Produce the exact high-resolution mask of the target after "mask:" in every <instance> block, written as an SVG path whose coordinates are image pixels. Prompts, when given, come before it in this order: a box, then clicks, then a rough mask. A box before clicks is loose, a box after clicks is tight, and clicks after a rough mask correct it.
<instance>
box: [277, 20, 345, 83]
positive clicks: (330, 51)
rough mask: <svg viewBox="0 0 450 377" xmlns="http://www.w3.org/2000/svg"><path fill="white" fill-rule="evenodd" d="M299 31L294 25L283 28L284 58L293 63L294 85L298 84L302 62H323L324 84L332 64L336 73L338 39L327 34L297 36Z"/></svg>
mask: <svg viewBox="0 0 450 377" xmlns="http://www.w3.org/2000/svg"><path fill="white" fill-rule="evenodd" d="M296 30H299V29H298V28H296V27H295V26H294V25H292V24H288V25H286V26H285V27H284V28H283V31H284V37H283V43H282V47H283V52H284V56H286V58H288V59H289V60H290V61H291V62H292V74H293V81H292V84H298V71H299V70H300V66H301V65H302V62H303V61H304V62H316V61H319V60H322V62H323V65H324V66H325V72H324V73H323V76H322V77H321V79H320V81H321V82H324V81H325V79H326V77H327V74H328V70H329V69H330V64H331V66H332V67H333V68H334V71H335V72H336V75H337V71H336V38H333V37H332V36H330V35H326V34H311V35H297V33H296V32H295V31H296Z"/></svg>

*Work item:*
Could you type out every entry again exactly as it stands?

*Task solution:*
Produce the exact high-resolution mask of the target after "mask:" in every <instance> block, written as an SVG path whose coordinates are image pixels. Prompts, when given, come before it in this order: a box, then clicks, then a rough mask. A box before clicks is loose, a box after clicks is tight, and clicks after a rough mask correct it.
<instance>
box: [277, 20, 345, 83]
positive clicks: (330, 51)
rough mask: <svg viewBox="0 0 450 377" xmlns="http://www.w3.org/2000/svg"><path fill="white" fill-rule="evenodd" d="M299 31L294 25L283 28L284 58L293 63L294 85L298 84L302 62H323L324 84L332 64L336 73L338 39L327 34L297 36Z"/></svg>
mask: <svg viewBox="0 0 450 377" xmlns="http://www.w3.org/2000/svg"><path fill="white" fill-rule="evenodd" d="M296 30H299V29H298V28H296V27H295V26H294V25H292V24H288V25H286V26H285V27H284V28H283V31H284V37H283V43H282V47H283V52H284V56H286V58H288V59H289V60H290V61H291V62H292V74H293V81H292V84H298V71H299V70H300V66H301V65H302V62H303V61H304V62H316V61H319V60H322V62H323V65H324V66H325V72H324V73H323V76H322V77H321V79H320V81H321V82H324V81H325V79H326V77H327V74H328V70H329V69H330V64H331V66H332V67H333V68H334V71H335V72H336V75H337V71H336V38H333V37H332V36H330V35H326V34H311V35H297V33H296V32H295V31H296Z"/></svg>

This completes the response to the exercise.